__任务目标__
请更新以下条目：从包含“of the boy in”的那一行开始，到包含“[[260, 285]]”的那一行为止，把其中的“marker”换成“pin”，其余内容一律不变，然后只给出这些行。

☆ ☆ ☆ ☆ ☆ ☆ ☆

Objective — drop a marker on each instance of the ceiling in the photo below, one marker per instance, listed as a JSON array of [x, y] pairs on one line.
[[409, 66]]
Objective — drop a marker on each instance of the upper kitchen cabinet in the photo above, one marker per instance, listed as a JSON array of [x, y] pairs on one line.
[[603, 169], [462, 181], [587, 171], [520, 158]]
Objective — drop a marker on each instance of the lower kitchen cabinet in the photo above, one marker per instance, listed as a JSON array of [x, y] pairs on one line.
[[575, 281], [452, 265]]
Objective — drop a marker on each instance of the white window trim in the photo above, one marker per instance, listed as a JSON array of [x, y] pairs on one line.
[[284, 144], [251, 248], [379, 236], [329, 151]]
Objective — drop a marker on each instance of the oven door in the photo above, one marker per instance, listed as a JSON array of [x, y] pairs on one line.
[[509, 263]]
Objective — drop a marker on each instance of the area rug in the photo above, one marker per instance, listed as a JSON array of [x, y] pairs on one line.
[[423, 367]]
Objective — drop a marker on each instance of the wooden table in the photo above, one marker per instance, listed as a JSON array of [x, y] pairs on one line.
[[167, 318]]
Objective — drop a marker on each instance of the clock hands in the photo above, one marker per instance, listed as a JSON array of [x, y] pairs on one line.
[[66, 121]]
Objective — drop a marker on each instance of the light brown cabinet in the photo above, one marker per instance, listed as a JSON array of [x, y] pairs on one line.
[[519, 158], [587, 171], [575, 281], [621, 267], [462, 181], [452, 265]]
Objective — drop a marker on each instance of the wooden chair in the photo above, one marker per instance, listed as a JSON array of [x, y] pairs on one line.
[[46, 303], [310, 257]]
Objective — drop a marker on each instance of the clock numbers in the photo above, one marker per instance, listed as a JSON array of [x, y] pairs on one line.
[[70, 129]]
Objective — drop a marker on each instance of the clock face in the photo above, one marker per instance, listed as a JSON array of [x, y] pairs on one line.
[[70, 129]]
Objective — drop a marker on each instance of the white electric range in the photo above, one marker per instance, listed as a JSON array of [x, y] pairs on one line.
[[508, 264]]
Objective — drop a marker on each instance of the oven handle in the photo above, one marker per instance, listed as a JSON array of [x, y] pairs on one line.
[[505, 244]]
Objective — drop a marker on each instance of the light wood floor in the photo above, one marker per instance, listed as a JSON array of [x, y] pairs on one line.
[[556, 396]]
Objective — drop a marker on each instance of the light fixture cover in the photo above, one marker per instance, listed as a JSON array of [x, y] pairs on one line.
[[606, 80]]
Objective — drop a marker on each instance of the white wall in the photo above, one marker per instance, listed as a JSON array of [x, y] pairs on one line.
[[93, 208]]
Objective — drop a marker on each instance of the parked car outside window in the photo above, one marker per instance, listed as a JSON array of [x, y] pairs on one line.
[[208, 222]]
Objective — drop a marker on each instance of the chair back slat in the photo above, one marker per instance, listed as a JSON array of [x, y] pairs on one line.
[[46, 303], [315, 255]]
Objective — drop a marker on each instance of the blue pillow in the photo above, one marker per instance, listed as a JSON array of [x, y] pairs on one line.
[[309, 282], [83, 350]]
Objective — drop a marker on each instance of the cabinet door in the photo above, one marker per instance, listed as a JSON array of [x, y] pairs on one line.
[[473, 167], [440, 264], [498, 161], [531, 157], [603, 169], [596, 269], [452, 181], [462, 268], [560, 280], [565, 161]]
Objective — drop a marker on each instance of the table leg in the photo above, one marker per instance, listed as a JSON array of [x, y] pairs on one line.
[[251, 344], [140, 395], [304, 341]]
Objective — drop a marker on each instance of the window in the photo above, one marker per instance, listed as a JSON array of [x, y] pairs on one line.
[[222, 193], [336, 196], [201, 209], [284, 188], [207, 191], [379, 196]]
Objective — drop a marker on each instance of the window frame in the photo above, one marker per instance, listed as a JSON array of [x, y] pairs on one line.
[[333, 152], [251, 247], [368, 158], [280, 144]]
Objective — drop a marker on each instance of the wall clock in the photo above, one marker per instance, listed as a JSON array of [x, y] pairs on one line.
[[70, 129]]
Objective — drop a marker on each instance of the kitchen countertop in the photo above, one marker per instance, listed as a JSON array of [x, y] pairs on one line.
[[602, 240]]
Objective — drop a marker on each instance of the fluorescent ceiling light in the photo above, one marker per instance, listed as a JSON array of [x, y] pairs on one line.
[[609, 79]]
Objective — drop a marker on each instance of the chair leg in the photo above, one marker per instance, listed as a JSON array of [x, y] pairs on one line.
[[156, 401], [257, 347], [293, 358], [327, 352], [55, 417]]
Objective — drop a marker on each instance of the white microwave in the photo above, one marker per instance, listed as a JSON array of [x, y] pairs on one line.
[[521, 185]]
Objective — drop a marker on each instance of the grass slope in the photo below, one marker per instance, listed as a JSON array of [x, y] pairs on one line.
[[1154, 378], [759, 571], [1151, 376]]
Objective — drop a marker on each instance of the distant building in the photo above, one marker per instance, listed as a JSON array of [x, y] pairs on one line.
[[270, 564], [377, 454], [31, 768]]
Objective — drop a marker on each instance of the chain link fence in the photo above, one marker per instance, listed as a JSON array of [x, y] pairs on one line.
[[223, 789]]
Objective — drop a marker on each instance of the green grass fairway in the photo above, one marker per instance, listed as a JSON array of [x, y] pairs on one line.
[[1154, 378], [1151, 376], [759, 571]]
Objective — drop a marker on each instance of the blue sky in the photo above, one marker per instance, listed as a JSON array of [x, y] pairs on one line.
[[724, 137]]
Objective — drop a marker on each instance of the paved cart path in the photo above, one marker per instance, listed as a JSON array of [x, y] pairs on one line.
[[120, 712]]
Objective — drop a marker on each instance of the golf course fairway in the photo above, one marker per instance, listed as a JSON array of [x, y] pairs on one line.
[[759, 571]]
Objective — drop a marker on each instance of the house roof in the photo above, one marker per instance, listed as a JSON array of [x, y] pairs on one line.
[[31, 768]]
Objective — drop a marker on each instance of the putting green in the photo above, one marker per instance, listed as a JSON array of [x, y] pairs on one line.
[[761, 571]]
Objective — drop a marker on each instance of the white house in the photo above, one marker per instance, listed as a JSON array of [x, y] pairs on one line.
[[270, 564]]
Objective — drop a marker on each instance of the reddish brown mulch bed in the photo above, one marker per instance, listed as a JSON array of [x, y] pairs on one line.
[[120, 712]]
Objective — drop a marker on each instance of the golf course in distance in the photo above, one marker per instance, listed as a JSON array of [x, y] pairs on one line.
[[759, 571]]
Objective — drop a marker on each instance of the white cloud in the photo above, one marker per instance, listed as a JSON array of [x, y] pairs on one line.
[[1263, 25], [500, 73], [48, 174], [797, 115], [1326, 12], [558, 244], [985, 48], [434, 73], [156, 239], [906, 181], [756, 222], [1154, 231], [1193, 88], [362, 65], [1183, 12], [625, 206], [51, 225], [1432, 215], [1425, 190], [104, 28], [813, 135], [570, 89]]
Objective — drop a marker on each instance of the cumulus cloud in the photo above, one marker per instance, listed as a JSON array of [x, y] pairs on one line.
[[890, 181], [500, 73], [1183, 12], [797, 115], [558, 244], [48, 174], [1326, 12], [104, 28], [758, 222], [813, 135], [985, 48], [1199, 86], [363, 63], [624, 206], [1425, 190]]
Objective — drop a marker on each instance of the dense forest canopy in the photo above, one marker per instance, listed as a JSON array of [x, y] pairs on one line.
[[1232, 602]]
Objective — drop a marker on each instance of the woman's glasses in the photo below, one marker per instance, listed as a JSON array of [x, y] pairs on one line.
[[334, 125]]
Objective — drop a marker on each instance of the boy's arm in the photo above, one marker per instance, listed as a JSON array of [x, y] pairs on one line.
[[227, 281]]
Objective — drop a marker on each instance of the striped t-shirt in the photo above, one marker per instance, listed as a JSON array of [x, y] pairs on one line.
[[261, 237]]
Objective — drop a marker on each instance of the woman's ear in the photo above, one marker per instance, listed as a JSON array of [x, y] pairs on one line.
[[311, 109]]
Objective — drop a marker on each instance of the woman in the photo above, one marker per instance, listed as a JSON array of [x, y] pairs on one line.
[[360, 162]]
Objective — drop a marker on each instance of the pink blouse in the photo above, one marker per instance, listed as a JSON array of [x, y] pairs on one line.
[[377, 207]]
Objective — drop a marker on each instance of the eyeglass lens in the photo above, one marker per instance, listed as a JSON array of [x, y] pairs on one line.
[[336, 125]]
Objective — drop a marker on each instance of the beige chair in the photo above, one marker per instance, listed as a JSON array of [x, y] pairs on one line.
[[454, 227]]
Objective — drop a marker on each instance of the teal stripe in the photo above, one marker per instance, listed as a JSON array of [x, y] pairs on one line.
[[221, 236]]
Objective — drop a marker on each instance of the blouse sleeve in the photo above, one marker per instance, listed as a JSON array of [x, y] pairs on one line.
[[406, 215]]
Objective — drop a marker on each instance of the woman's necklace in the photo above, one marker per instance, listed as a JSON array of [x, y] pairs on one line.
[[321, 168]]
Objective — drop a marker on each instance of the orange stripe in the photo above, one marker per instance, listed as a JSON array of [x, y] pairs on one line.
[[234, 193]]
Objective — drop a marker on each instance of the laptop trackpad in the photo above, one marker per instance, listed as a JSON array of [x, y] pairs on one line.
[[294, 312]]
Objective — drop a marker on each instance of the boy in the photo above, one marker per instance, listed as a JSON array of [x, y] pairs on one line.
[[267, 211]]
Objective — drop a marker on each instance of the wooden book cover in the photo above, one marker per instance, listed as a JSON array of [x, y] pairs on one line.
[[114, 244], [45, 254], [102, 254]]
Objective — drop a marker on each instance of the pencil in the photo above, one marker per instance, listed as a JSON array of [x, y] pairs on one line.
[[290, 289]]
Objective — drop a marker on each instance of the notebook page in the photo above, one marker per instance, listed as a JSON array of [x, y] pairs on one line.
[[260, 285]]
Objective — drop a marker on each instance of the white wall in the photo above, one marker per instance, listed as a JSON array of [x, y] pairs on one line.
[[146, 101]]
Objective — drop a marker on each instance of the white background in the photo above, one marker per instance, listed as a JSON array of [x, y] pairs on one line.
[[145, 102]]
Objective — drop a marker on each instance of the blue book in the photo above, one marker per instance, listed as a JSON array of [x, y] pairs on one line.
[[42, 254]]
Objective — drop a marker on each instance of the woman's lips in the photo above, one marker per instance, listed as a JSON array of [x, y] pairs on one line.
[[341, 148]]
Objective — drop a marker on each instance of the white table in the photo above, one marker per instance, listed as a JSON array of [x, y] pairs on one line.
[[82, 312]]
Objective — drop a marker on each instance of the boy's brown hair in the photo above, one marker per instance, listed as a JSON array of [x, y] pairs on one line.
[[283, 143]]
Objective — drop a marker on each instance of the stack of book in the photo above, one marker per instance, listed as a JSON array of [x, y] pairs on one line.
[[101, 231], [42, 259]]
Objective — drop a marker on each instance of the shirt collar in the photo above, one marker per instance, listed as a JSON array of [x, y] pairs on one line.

☆ ☆ ☆ ☆ ☆ ☆ ☆

__答案如下__
Objective — drop a pin on each instance of the boy in the photo above, one pin per instance, listed as a JSON array of [x, y] pairs on one line.
[[267, 211]]
Objective — drop a pin on each instance of the wooden book cover in the photo above, one pin per instance, listed as a JSON array of [x, y] pairs on one line.
[[114, 244], [45, 254], [102, 254]]
Objective — drop a pin on each instance of the pencil in the photo above, one pin per instance, listed as a JSON array of [x, y] pairs on one line.
[[290, 289]]
Objective — drop a pin on each instance of the notebook page in the photo above, one pin per instance, listed as a JSON array of [x, y] pairs on one line.
[[260, 285]]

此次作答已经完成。